▸ Problem 1
In the comments on health studies, what name is given to diseases acquired at the hospital?
▸ Problem 2
From the comments on health studies, retype the part that begins with the words containing "I agree that" and ends with "Anonymous said...".

▸ Passage to read
=== Section Start ===

The great increases in the average lifespan in the last hundred year can be attributed to better sanitation, the advent of antibiotics, & the widespread availability of nutritious foods. Maybe vitamin enrichment of foods has something to do with it as well. The heyday for most of those things is past. Germs mutate to make antibiotics ineffective, sped up greatly by doctor's overprescription of them. The world is evermore polluted due to human activity, making food, water & air more vulnerable to contamination. What goes up, like lifespan, may start to come down, if it hasn't already.

I agree that stays in hospitals entail hidden risks for sickness from pathogens. But the risk is there from the start of your hospital stay. It may be worse at the start because you are admitted very sick and your body hasn't had enough time to adapt to a new and foreign environment. This should be possible to verify empirically.

Anonymous said...

I have to agree with the counterintuitivity of the majority of health surveys and experiments. The three concepts that you wrote about are what I've noticed over the years of cringing while reading health studies. My thoughts:

1. Additional health services can and do indeed produce undesirable consequences. Diseases that are contacted at the hospital are called "nosocomial infections." These are viral and bacterial. The reason we acquire these so frequently is that when we are hospitalized we are usually under an undue amount of stress--psychologically and physically, which most definitely lowers our immune system. If we are ill due to an infection in the first place, our immunity is challenged on a more frequent basis. Put these factors together along with gender, age, and even race and you're pretty much a walking disease time-bomb. People who receive health care due to a trauma, let's say an open head injury, are less susceptible to nosocomial infections due to the fact that they are usually (not always) on the younger side and are able to fight infections more effectively. The fact that most head injuries lead to either doctor-induced or naturally induced comas (which protects the brain while it tries to heal itself) would rule out the natural psychological lowering of the immune system due to stress. My personal belief is that there are too many variables with health care, especially hospitalizations, for any type of conclusive study-- especially when it comes to insurance. Is insurance coverage a major consideration in hospitalizations? ABSOLUTELY! Insurance coverage is a psychological stress for a huge number of people. How can we possibly do an "experiment" or "study" with all these variables?

2. Two different groups is a ridiculous indicator of any study. Just my opinion. Take it or leave it. There are too many variables within each group. How can a + b = c in a study like this? Another thing--society would love to "group" us to determine how we can fight diseases, economic challenges, etc. We need a little of both grouping and looking at individuals in particular in order get a balance. How can this happen in an experiment like this? I'm not sure if these things were taken into consideration when the groups were put together as I'm not one of the "powers that be."

=== Section End ===

▸ Stored data
=== Section Start ===

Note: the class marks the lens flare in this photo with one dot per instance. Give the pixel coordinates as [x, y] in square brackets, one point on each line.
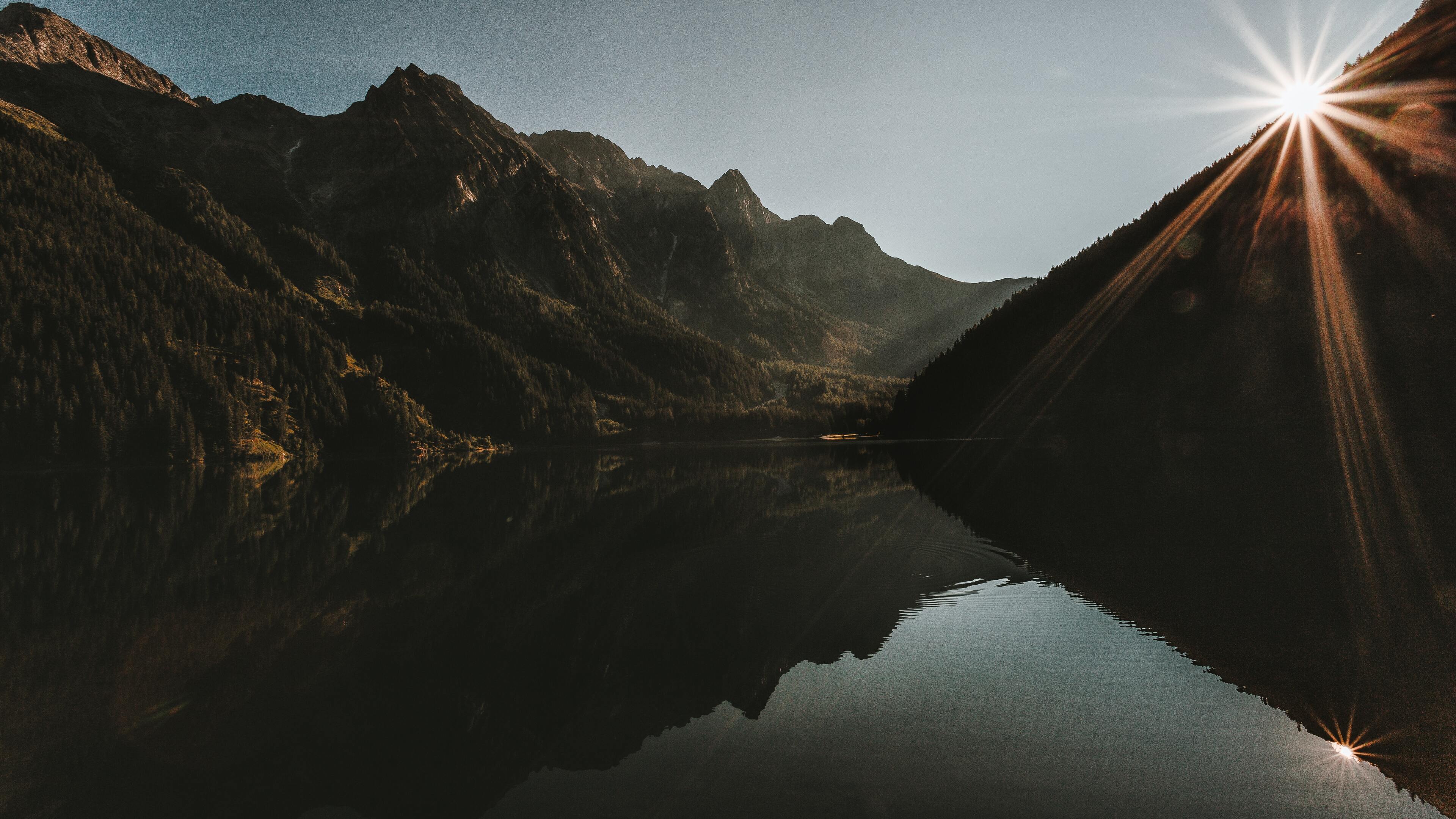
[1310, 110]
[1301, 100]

=== Section End ===
=== Section Start ===

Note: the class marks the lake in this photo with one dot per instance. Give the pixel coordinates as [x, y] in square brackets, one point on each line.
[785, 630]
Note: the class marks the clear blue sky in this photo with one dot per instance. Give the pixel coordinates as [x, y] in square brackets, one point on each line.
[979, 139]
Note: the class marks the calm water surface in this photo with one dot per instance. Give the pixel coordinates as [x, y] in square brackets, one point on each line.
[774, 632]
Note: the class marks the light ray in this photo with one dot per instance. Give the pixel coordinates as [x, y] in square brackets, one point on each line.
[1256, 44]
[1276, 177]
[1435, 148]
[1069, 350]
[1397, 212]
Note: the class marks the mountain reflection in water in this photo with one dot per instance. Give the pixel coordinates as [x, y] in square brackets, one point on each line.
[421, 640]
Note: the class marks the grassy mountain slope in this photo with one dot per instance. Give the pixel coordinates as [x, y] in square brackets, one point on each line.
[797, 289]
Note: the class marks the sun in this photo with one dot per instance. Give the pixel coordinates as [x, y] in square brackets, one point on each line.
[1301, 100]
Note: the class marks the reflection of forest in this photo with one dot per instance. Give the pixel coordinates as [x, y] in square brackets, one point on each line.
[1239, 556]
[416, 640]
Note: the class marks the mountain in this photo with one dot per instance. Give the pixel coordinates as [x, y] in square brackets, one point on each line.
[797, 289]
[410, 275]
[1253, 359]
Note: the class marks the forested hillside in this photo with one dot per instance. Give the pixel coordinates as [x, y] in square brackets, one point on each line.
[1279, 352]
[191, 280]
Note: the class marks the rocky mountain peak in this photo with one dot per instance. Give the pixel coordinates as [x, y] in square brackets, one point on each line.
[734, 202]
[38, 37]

=== Section End ===
=== Section Start ===

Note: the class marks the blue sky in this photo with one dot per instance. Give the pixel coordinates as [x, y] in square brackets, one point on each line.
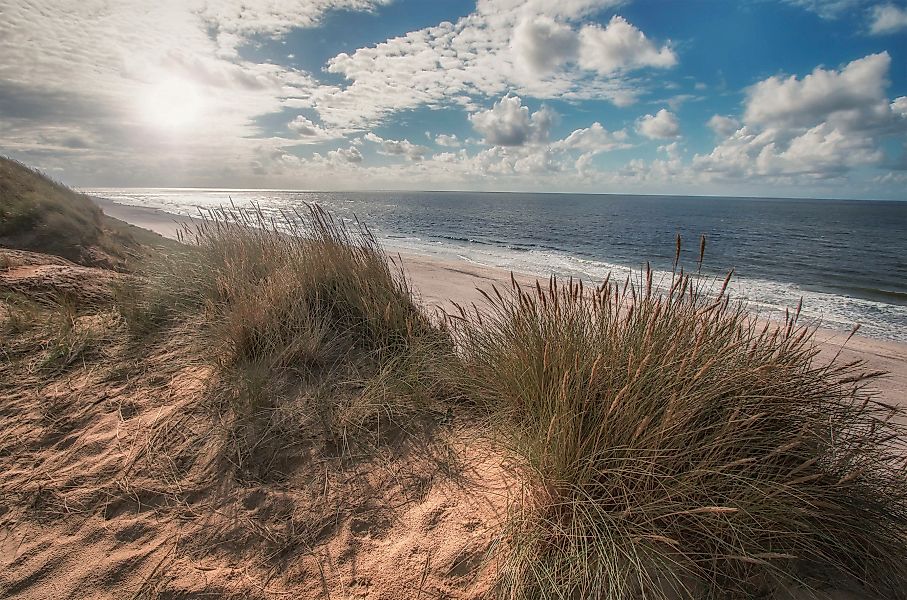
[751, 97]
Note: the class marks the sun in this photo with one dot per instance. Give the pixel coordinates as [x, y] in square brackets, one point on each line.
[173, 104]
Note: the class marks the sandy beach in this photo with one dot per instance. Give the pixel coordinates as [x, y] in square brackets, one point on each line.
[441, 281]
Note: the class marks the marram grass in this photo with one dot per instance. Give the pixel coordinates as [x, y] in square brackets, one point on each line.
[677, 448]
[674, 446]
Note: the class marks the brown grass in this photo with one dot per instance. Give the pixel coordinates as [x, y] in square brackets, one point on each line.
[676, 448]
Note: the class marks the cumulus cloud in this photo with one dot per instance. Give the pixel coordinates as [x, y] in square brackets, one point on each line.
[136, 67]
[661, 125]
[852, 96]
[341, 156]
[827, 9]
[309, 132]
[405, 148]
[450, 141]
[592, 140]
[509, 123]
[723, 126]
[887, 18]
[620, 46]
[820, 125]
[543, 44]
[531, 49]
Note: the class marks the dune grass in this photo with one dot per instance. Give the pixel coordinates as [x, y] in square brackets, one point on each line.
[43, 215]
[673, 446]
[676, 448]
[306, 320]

=== Section End ===

▸ Task solution 1
Nosocomial infections.

▸ Task solution 2
I agree that stays in hospitals entail hidden risks for sickness from pathogens. But the risk is there from the start of your hospital stay. It may be worse at the start because you are admitted very sick and your body hasn't had enough time to adapt to a new and foreign environment. This should be possible to verify empirically.

Anonymous said...